Reading text:
'''

Bobby Bradford & Stanley Crouch | @ The Little Big Horn | April 24, 1977 | Photo by Mark Weber
Richard Rehwald & Bobby Bradford | @ The Little Big Horn | October 28, 1976 | Photo by Mark Weber
Richard Rehwald, bass; Jimmy Robertson, flute; Bobby Bradford, cornet | October 28, 1976 | Photo by Mark Weber
Mark: What blues players were around then? I know that Victoria Spivey lived and worked in North Dallas, she recorded Black Snake Moan in 1927.
Bobby: Well the Black part of North Dallas was a notorious cut-throat get-killed area. But I’m not familiar enough with her music to say, other than what’s on her records. I did hear Lightnin’ Hopkins a lot when I was a kid there in Dallas, although he spent most of his time in Houston. And there were the Johnson brothers in Dallas – Keg Johnson, the old man who just died recently who played trombone in a lot of big bands, and Budd Johnson, the tenor player who played with Billy Eckstine’s big band and used to write for Count Basie and a lot of other people. There was Red Garland, the pianist with Miles. And a tenor player named Warren Lucky who used to be with Gillespie. Hot Lips Page, T-Bone Walker and a lot of other people used to hang out in Dallas a lot, like Lloyd Glenn, Lowell Fulsom, and a lot of the blues bands that I used to play with back in those days I met in Dallas, guys like Percy Mayfield, and Charles Brown. I played with him in ’53, somewhere around then. Monk Montgomery was in that band, you know Wes Montgomery’s brother. I played with PeeWee Crayton during that time. And remember there was a tune during the war period that was real popular, The Hucklebuck recorded by Joe Liggins, and he had a brother in the business, not quite so popular named Jimmy Liggins and I played in his band once. They were passing through town and needed a trumpet player so I played a couple of jobs with him. You know sometimes you might play with bands just a couple of times and forget all about it until somebody mentions it, like Joe Houston who recorded Pachuco Hop, I played with him around California.

'''

Task 1:
Print the Bobby Bradford interview word for word, starting at "Bobby Bradford &" up to and including "Moan in 1927.".
Task 2:
Name every recorded song title that appears in the Bobby Bradford interview.
The lines that follow the Bobby Bradford interview are not needed for any task.

Dataset excerpts:
'''

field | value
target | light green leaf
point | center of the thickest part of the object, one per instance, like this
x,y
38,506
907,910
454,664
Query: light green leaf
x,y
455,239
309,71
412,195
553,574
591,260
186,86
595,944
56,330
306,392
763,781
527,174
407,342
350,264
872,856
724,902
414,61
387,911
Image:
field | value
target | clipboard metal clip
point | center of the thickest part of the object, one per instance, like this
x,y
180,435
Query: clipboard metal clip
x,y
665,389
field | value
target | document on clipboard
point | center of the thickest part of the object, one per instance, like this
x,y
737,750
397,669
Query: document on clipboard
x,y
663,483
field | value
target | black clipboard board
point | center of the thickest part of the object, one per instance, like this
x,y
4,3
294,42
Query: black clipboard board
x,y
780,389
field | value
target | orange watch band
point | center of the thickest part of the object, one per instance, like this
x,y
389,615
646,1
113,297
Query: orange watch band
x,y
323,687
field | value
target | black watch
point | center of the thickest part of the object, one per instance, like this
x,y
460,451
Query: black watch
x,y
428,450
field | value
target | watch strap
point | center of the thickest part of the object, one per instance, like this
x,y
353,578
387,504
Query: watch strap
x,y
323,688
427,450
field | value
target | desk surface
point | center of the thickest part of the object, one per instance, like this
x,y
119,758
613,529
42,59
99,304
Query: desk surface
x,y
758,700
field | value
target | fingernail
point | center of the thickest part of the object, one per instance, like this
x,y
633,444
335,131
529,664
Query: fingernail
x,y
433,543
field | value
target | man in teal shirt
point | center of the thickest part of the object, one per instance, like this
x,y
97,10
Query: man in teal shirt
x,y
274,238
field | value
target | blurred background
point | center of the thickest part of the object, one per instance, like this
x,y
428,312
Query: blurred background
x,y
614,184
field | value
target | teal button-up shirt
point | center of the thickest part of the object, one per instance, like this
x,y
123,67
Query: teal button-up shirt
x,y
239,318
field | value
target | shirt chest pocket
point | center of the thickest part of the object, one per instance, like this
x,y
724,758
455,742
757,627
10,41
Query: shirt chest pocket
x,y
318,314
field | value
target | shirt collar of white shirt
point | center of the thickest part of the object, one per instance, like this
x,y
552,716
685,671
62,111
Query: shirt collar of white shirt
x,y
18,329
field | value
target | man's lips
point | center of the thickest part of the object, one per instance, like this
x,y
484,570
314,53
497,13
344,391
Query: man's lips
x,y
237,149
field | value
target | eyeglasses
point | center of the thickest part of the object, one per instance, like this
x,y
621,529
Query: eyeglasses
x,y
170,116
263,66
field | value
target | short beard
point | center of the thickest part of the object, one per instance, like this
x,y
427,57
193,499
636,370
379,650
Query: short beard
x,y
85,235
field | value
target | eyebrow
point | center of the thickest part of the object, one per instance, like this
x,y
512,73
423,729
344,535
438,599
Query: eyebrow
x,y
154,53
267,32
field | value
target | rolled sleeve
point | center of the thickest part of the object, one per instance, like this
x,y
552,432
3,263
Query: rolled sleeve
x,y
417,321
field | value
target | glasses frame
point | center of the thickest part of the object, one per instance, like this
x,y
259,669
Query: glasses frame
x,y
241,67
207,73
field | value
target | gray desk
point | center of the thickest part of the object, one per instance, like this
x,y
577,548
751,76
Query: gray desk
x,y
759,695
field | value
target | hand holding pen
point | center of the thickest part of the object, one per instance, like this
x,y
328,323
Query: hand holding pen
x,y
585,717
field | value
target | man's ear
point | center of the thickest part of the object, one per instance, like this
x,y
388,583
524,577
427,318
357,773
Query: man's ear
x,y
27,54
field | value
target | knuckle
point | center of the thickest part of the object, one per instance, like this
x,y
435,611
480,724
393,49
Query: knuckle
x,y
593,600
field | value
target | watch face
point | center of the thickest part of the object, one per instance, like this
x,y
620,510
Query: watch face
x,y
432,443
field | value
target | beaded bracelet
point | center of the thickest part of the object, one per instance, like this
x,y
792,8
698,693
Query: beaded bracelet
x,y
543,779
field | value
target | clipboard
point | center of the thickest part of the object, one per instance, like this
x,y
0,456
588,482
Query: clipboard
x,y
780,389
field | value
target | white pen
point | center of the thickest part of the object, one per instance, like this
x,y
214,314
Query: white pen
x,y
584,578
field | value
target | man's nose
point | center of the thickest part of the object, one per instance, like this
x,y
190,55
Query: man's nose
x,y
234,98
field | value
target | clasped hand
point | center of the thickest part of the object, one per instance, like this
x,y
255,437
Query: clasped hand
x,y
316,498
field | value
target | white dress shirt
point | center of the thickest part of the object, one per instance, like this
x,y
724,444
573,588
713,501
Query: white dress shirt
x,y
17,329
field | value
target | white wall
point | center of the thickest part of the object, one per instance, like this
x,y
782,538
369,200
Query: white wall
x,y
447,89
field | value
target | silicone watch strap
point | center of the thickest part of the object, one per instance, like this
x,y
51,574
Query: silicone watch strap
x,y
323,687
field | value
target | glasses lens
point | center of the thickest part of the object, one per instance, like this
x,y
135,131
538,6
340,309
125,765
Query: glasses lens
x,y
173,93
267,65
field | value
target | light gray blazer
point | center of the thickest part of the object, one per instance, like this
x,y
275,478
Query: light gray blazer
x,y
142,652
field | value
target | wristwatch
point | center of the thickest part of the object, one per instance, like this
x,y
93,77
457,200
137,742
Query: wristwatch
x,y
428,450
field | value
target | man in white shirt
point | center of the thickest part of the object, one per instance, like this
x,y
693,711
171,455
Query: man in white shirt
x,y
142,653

'''

Task solution 1:
Bobby Bradford & Stanley Crouch | @ The Little Big Horn | April 24, 1977 | Photo by Mark Weber
Richard Rehwald & Bobby Bradford | @ The Little Big Horn | October 28, 1976 | Photo by Mark Weber
Richard Rehwald, bass; Jimmy Robertson, flute; Bobby Bradford, cornet | October 28, 1976 | Photo by Mark Weber
Mark: What blues players were around then? I know that Victoria Spivey lived and worked in North Dallas, she recorded Black Snake Moan in 1927.

Task solution 2:
Black Snake Moan
The Hucklebuck
Pachuco Hop